» **Written problem**
Can you write out every line of the listing below, word for word and in the same order?

Rows of bounding box annotation data:
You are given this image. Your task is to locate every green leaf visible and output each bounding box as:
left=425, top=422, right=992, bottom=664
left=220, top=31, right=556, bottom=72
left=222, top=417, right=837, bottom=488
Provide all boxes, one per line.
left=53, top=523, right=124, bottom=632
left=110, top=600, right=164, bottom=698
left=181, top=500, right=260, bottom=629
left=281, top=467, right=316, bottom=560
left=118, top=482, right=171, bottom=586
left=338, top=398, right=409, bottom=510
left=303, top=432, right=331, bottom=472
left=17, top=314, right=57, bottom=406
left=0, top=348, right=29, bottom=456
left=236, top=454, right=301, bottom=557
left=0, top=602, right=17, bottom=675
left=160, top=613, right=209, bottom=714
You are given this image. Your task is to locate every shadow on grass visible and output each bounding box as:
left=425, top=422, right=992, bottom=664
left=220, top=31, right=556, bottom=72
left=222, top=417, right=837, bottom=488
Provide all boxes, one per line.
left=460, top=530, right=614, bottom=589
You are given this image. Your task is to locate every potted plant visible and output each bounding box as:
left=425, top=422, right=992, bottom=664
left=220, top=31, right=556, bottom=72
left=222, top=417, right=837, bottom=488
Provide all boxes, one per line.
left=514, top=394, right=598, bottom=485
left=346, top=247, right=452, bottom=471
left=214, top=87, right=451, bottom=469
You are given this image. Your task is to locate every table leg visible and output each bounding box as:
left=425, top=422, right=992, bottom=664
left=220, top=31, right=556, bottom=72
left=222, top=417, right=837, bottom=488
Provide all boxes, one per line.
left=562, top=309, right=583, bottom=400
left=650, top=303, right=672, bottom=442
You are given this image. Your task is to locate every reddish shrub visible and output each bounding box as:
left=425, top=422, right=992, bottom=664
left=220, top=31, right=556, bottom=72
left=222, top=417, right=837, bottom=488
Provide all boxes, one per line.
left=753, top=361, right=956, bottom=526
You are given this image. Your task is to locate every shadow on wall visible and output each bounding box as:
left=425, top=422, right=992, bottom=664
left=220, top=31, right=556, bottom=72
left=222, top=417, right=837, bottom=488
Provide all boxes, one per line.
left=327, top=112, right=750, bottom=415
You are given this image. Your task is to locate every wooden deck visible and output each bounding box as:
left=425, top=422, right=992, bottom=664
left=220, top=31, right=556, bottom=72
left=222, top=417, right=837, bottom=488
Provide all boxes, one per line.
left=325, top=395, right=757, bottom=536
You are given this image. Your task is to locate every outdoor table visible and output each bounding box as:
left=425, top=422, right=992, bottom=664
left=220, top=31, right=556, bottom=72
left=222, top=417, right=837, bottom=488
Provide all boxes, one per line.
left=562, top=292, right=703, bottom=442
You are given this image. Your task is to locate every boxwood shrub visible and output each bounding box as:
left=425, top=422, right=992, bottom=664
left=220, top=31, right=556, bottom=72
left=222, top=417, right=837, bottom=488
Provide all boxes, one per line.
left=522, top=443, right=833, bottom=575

» **Written response**
You are given this image. Your task is to locate every green leaf visible and output each bounding box as:
left=425, top=422, right=992, bottom=664
left=220, top=31, right=556, bottom=72
left=222, top=417, right=837, bottom=488
Provide all boxes, one per line.
left=53, top=523, right=124, bottom=632
left=110, top=600, right=164, bottom=698
left=181, top=500, right=260, bottom=629
left=281, top=467, right=316, bottom=560
left=118, top=482, right=171, bottom=586
left=338, top=398, right=409, bottom=510
left=303, top=432, right=331, bottom=472
left=17, top=314, right=57, bottom=406
left=0, top=348, right=29, bottom=456
left=236, top=454, right=301, bottom=557
left=0, top=602, right=17, bottom=675
left=160, top=613, right=209, bottom=714
You are given this image. Your task is to locate every shadow on grass visible and output each bounding box as:
left=425, top=422, right=992, bottom=664
left=220, top=31, right=556, bottom=72
left=222, top=417, right=837, bottom=488
Provide all boxes, one per line.
left=460, top=530, right=614, bottom=589
You are given this image. Your task is to locate every potted plant visible and output each bounding box as:
left=425, top=422, right=992, bottom=664
left=220, top=31, right=556, bottom=72
left=222, top=417, right=837, bottom=488
Provide all boxes, one per line.
left=514, top=394, right=598, bottom=485
left=346, top=247, right=452, bottom=471
left=214, top=87, right=451, bottom=469
You are given this image. Your task is to locate every table leg visible and output each bounding box as:
left=425, top=422, right=992, bottom=664
left=220, top=31, right=556, bottom=72
left=222, top=417, right=837, bottom=488
Provide all boxes, one per line.
left=562, top=309, right=583, bottom=400
left=650, top=303, right=672, bottom=442
You are given this image. Your task is to locate every reddish shrub visible and output each bounding box as:
left=425, top=422, right=992, bottom=664
left=220, top=31, right=556, bottom=72
left=222, top=417, right=837, bottom=488
Provide all boxes, one per line.
left=753, top=361, right=956, bottom=526
You are given this image. Your task is to locate every shadow on wall visible and output each bounding box as:
left=425, top=422, right=992, bottom=664
left=220, top=31, right=556, bottom=72
left=222, top=417, right=837, bottom=488
Provide all boxes, one per line.
left=327, top=112, right=750, bottom=415
You are given this image. Your task is to locate every wooden deck visible and output each bounding box as:
left=425, top=422, right=992, bottom=664
left=220, top=31, right=556, bottom=72
left=222, top=417, right=837, bottom=488
Provide all boxes, one per line.
left=325, top=395, right=757, bottom=536
You are given this image. Your task is to locate every outdoor table visible and output each bounding box as:
left=425, top=422, right=992, bottom=664
left=220, top=31, right=556, bottom=72
left=222, top=417, right=837, bottom=488
Provide all boxes, one per line.
left=562, top=292, right=703, bottom=442
You are given this image. Your task is to locate every boxwood shrub visible and output each bounding box as:
left=425, top=422, right=992, bottom=664
left=220, top=31, right=556, bottom=72
left=222, top=417, right=837, bottom=488
Provide all boxes, one per line.
left=522, top=443, right=833, bottom=575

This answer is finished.